> _EXERCISE INPUT_:
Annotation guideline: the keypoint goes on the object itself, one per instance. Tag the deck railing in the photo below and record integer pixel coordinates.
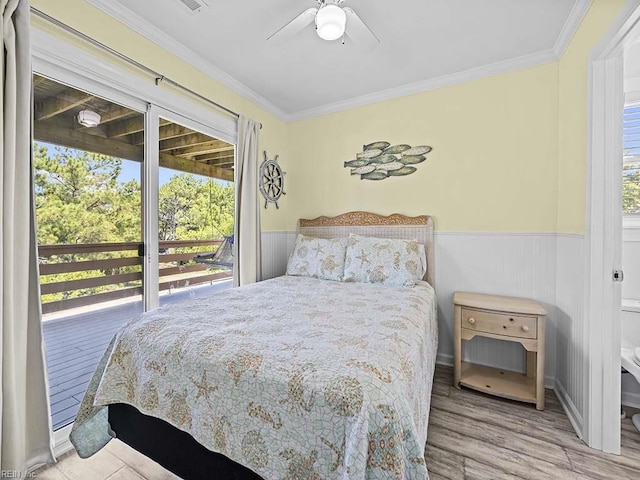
(177, 270)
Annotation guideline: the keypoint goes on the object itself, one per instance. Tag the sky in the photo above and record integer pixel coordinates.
(131, 170)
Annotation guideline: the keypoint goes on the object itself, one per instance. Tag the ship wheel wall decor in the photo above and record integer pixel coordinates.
(271, 180)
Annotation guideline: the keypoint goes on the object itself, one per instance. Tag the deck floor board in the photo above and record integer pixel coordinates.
(75, 345)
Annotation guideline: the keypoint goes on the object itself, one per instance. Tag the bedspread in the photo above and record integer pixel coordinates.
(292, 377)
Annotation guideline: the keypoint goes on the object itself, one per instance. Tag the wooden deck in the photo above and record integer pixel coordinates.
(76, 343)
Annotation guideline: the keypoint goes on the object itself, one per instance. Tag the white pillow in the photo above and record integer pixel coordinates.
(318, 258)
(384, 260)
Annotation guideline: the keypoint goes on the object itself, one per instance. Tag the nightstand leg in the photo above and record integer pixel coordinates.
(457, 347)
(531, 364)
(540, 380)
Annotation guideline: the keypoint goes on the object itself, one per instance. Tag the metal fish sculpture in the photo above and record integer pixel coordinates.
(377, 175)
(376, 146)
(356, 163)
(369, 153)
(384, 159)
(398, 149)
(363, 170)
(412, 159)
(387, 167)
(380, 160)
(421, 150)
(402, 172)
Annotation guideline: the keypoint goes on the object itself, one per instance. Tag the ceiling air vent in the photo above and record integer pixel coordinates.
(194, 6)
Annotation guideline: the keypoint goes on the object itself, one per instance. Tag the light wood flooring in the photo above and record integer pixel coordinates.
(471, 436)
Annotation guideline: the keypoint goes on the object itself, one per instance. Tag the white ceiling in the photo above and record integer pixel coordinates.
(422, 44)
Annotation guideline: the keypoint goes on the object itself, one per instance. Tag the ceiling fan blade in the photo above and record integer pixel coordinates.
(357, 31)
(293, 27)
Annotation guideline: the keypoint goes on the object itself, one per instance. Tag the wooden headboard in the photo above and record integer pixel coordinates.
(399, 226)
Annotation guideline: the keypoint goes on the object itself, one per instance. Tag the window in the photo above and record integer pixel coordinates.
(631, 166)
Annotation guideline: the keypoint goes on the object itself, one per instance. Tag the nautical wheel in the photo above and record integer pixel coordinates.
(271, 180)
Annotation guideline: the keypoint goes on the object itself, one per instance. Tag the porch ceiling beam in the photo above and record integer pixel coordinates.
(77, 139)
(190, 140)
(209, 147)
(106, 146)
(115, 112)
(131, 126)
(220, 162)
(215, 156)
(167, 131)
(63, 102)
(186, 165)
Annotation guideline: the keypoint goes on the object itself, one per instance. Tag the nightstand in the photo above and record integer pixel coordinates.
(504, 318)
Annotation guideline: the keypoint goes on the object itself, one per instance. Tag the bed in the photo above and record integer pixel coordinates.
(293, 377)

> _EXERCISE_: The answer should consist only of the lines from the one containing "the wooden headboard" through the last line of the data, given again exactly.

> _RESULT OF THE EXERCISE_:
Annotation guideline: the keypoint goes on the object itself, one per instance. Tag the wooden headboard in the photo above and record integer pixel coordinates.
(399, 226)
Annotation guideline: the keypoint goes on the object itself, one per instance. Tag the window in the photo above and record integer pixel coordinates.
(631, 166)
Annotation guideline: the keypoint goes on the object itself, one per instance. Tag the nautical wheel in the photo above and record integer pixel coordinates.
(271, 180)
Annotation guideline: the keypoint goes on the object itself, one per instance. Tag the porch ceiling beam in the photo above and record integer pixel coordinates.
(77, 139)
(190, 140)
(209, 147)
(106, 146)
(115, 112)
(131, 126)
(220, 162)
(215, 156)
(167, 131)
(63, 102)
(186, 165)
Annotation guideline: the keypoint goes on the object itself, one per instance. Tag the nightstand in the photo above and record integer pixel coordinates.
(504, 318)
Annotation guideline: the keypoint goes on the object itself, one per instance. Tag the bed in the photo above and record integer pixel coordinates.
(293, 377)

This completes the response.